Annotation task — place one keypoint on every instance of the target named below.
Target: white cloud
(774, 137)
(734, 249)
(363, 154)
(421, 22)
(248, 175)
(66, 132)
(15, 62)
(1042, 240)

#### STATED TASK:
Reproduce every item above verbatim, line for line.

#### RESULT OF THIS EXERCISE:
Annotation task — place one keypoint on every instance of the target named below.
Target: white cloud
(774, 137)
(734, 249)
(363, 154)
(421, 22)
(248, 175)
(66, 132)
(15, 62)
(1042, 240)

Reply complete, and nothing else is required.